Exercise material:

· · · · ·

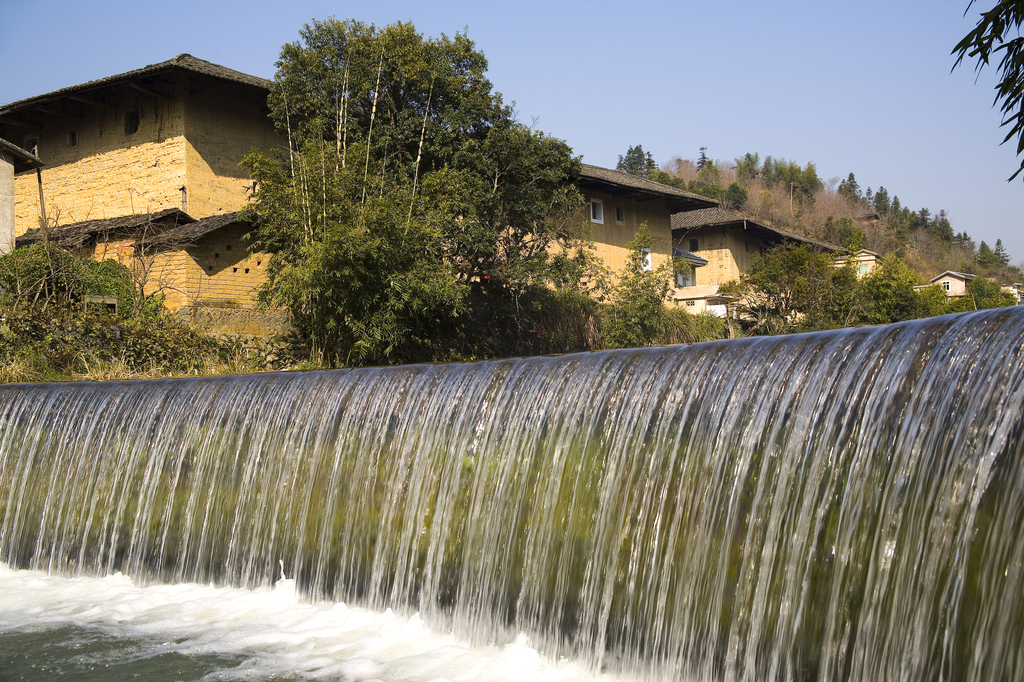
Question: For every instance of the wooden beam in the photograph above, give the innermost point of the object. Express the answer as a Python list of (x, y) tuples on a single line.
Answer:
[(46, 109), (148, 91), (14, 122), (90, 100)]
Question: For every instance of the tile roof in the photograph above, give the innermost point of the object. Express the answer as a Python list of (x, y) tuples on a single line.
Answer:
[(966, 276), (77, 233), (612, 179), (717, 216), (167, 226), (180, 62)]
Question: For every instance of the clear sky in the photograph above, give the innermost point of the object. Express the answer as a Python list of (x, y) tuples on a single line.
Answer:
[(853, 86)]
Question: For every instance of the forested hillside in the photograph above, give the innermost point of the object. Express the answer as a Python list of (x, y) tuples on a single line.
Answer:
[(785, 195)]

· · · · ·

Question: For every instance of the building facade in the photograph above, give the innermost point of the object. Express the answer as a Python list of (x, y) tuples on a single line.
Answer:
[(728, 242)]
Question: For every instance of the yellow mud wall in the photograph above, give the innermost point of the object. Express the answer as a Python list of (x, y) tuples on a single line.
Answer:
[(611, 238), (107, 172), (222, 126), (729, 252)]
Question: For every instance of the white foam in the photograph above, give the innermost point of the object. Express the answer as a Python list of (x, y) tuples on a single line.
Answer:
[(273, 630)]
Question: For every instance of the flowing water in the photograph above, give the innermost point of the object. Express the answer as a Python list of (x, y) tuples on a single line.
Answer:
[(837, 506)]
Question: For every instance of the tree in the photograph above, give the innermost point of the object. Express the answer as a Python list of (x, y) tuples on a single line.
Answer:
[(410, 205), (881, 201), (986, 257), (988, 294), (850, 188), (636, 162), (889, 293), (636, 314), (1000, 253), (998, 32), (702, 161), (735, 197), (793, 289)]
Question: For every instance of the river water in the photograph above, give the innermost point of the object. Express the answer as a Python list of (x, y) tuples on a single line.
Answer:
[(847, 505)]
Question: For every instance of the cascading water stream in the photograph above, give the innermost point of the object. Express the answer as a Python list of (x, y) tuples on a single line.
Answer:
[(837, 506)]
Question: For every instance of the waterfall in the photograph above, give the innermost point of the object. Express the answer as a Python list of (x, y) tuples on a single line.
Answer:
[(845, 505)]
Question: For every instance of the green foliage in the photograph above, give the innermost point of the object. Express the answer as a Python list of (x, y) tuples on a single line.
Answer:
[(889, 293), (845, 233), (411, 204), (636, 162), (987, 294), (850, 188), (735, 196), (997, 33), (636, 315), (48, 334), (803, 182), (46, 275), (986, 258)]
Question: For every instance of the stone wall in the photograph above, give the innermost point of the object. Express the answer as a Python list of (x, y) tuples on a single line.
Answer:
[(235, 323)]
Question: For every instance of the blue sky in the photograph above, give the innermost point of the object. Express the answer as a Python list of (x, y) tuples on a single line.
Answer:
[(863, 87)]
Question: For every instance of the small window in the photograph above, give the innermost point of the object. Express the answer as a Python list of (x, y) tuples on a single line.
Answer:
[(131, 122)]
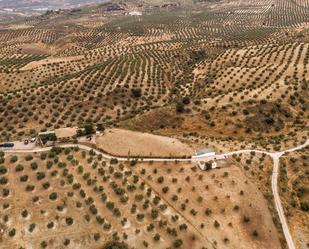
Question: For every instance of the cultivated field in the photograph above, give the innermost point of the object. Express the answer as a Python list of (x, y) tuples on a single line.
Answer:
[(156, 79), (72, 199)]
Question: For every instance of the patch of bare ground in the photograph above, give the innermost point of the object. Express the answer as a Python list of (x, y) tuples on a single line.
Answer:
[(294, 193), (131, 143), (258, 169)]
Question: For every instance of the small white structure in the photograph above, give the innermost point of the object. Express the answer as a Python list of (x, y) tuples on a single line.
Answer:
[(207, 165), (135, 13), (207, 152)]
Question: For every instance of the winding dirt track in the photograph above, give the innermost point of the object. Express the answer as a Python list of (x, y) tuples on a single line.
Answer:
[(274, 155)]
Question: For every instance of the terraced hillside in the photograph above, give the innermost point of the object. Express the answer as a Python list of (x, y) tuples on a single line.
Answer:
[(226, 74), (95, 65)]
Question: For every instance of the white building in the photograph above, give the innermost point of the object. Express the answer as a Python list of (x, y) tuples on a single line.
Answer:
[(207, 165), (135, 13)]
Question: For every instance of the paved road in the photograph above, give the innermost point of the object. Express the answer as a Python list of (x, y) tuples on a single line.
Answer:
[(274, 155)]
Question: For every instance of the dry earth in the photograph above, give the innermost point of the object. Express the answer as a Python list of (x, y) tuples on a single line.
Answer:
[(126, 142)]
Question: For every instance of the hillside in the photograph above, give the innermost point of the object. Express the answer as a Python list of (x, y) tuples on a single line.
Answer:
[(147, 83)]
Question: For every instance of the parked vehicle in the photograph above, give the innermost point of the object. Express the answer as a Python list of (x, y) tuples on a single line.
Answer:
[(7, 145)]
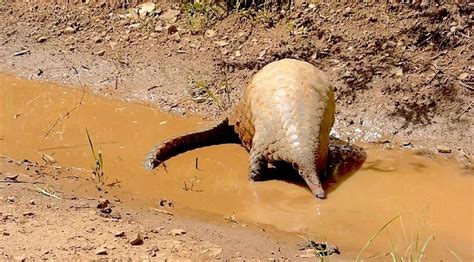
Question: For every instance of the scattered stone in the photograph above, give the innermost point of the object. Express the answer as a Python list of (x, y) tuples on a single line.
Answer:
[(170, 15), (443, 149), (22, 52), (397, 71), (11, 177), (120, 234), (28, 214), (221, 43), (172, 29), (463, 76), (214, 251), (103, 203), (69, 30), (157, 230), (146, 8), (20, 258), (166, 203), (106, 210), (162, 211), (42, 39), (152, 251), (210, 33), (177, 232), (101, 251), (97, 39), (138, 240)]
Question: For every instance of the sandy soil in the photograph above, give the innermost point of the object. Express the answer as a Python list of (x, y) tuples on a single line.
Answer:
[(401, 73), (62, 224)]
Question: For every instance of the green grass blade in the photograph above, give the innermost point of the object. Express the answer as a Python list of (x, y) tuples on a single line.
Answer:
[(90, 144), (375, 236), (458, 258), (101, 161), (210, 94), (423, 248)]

· · · · ·

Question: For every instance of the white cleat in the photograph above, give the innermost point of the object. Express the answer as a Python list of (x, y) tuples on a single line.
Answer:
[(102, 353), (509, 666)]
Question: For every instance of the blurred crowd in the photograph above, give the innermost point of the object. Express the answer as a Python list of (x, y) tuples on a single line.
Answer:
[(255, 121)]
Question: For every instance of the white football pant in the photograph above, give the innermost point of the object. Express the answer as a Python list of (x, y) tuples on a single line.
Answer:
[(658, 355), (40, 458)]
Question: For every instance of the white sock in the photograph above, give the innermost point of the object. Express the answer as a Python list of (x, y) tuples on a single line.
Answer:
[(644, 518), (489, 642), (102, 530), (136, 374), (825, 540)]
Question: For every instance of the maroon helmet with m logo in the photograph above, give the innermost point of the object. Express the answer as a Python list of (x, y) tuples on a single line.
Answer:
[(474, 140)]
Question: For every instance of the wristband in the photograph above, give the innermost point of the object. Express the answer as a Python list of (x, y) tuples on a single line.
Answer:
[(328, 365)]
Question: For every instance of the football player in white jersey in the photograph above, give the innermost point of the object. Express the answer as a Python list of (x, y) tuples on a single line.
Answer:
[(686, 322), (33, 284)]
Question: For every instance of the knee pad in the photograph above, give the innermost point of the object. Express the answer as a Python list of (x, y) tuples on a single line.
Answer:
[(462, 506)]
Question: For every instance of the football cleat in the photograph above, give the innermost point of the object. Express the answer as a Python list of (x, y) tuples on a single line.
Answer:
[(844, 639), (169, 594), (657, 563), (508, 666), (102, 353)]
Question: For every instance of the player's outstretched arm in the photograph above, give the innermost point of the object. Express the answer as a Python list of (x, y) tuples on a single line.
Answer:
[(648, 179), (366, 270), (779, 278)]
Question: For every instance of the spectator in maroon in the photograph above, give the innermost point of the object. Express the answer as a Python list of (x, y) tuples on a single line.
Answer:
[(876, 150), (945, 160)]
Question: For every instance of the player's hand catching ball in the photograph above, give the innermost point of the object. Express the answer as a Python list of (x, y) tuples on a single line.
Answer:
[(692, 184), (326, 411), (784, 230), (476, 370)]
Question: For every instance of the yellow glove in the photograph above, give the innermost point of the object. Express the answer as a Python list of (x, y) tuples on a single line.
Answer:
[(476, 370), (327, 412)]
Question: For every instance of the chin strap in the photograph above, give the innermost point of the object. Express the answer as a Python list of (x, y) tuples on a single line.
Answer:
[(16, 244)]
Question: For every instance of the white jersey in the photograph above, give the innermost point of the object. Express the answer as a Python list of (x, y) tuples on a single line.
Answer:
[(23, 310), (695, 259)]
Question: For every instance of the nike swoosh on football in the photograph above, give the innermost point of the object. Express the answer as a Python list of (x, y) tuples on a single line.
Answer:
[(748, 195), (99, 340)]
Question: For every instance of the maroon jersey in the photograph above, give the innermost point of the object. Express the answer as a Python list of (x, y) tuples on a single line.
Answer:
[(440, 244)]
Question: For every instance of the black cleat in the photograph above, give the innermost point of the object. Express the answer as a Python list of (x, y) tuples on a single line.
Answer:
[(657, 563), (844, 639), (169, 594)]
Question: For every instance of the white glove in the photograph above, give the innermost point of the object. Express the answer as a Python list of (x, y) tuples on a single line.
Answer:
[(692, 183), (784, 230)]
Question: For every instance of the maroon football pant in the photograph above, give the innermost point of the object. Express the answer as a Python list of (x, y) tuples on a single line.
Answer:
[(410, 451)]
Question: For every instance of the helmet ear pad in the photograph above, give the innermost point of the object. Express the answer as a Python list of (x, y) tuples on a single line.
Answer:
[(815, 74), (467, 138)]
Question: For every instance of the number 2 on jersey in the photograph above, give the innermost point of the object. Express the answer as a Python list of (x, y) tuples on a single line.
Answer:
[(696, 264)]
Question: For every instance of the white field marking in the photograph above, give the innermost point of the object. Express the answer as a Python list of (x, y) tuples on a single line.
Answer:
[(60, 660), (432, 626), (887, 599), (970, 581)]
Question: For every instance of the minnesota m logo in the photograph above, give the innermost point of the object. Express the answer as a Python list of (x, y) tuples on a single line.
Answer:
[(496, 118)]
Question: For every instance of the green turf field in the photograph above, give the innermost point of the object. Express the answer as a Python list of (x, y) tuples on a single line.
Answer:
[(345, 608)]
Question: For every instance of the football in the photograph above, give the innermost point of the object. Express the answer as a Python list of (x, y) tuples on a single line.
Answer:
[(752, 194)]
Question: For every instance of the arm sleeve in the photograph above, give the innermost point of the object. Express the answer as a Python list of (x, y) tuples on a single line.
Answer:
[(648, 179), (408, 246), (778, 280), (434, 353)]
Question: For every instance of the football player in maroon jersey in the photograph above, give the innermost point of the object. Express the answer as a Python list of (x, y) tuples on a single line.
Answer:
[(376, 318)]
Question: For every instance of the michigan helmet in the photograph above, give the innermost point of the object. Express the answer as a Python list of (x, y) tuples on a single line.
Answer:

· · · · ·

Exercise instructions: Write out the records again from the line that has "Question: For every instance of the black" through the line that has "[(410, 451)]", both included, swapping "innermost point" for "central point" everywhere and changing nothing else. Give only those lines.

Answer to this problem:
Question: For every instance of the black cleat in the photograph above, give the central point of the object. Express the answer as a Python list of (x, y) tuples on a single line.
Answer:
[(657, 563), (844, 639), (169, 594)]
Question: For every instance of the white glove in the photograph above, give the central point of the object. Express the answer as a Python list of (x, y) tuples on a single line.
Answer:
[(692, 183), (784, 230)]
Question: For every instance of the maroon football pant in the photograph above, give the central point of the object. Express the answer as a Python list of (x, y) tuples on a single line.
Answer:
[(410, 451)]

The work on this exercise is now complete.